» **Source extract**:
Segment Open
Homeownership across the state has historically exceeded the national average by a significant margin. Over the past 33 years the low was put in during 1990 at 67.7%. Ownership peaked at 77.3% in 2004. Since the recession ownership has fell moderately to 73% in 2016. The local rate of ownership and the overall trend compares favorably to the nationwide trend, which stood at 64% in 1994, peaked at 69% in 2004 and fell to 63.4% in 2016.
Like most states located in the Northeastern party of the country, the median housing price in Delaware is higher than the overall national average. At the close of 2017, the median home value in Delaware was $223,700 while the median home value nationwide was $205,100. Delaware’s average listing price and median sales price are comparable to other states located in the Mid Atlantic and North Atlantic including Maryland, and Virginia. New Jersey and Connecticut are also priced similarly to Delaware if you exclude the impact of cities like Bridgeport and the metro New York City region.
One reason why Delaware’s home prices are slightly higher than the national average is the fact that much of the land is located on the sea. Oceanfront homes almost always sell more than homes that are located inland. Also, the fact that Delaware is such a densely populated state drives up the demand for housing and pushes up real estate prices.
|DE Rank||US Rank||Geography||2016 Pop||2010 Pop||Change||% △|
|1||7||Philadelphia-Camden-Wilmington, PA-NJ-DE-MD Metro Area||6,070,500||5,965,343||105,157||1.76%|
|2||135||Salisbury, MD-DE Metro Area||400,200||373,802||26,398||7.06%|
Delaware is home to several fast-growing cities that have diverse economies and many attractions for younger people as well as older working professionals.
The largest city in Delaware has 71,442 people, and Wilmington was built on the site of the first Swedish settlement in the nation. Wilmington's population makes it the most populous city in the state but the fifth least populous city in the United States. This city is also part of the Philadelphia-Camden-Wilmington Metro, and this Metro has a population of 6,070,500 people. This city has a very rich history, and you'll find French, British, and Swedish influences throughout the city.
The city was first incorporated in the year 1731, making it one of the oldest chartered cities in the country. There is much demand for housing in Wilmington as there many major companies that are headquartered in the city. Many major credit card issuers including Chase Card Services, Bank of America, and Barclays Bank of Delaware are all headquartered in the city. The government, finance, healthcare, and education make up large portions of Wilmington's economy. It is one of the most accessible cities in the state of Delaware, and this plays a large part in the economic strength of the city. Additionally, the large arts community, retail, and the service industry also help the economy while attracting many tourists.
Wilmington has a warm temperate climate zone, and this climate zone has hot, humid summers with winter months that are cool to cold. July is the hottest month of the year with temperatures in the high 90s and frequent thunderstorm activity that can be severe. December and January are the coldest months of the year with temperatures in the 20s and moderate amounts of snow.
Segment Closed
» **Data shown**:
Segment Open
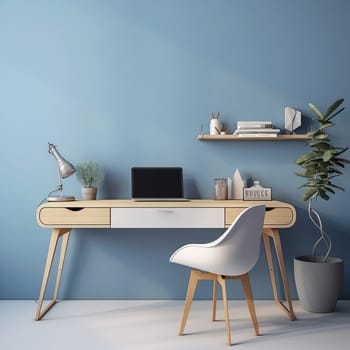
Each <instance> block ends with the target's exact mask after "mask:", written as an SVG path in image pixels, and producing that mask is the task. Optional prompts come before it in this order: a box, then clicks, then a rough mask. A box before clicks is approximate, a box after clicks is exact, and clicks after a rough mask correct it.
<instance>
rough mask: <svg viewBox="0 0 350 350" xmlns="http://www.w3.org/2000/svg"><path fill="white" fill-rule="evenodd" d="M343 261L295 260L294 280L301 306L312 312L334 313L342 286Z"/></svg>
mask: <svg viewBox="0 0 350 350" xmlns="http://www.w3.org/2000/svg"><path fill="white" fill-rule="evenodd" d="M342 276H343V260H342V259H339V258H335V257H328V260H327V262H322V257H319V256H316V257H313V256H309V255H306V256H299V257H296V258H294V278H295V285H296V288H297V292H298V296H299V300H300V304H301V306H302V308H303V309H304V310H306V311H310V312H320V313H323V312H325V313H326V312H333V311H334V310H335V306H336V303H337V300H338V297H339V291H340V288H341V284H342Z"/></svg>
Segment Closed
» **What you need to do**:
A – Name every state that the Delaware housing text says has home prices comparable or similar to Delaware's.
B – Repeat the Delaware housing text from "The largest city" up to and including "throughout the city.".

» **Solutions to each task**:
A – Maryland, Virginia, New Jersey, Connecticut

B –
The largest city in Delaware has 71,442 people, and Wilmington was built on the site of the first Swedish settlement in the nation. Wilmington's population makes it the most populous city in the state but the fifth least populous city in the United States. This city is also part of the Philadelphia-Camden-Wilmington Metro, and this Metro has a population of 6,070,500 people. This city has a very rich history, and you'll find French, British, and Swedish influences throughout the city.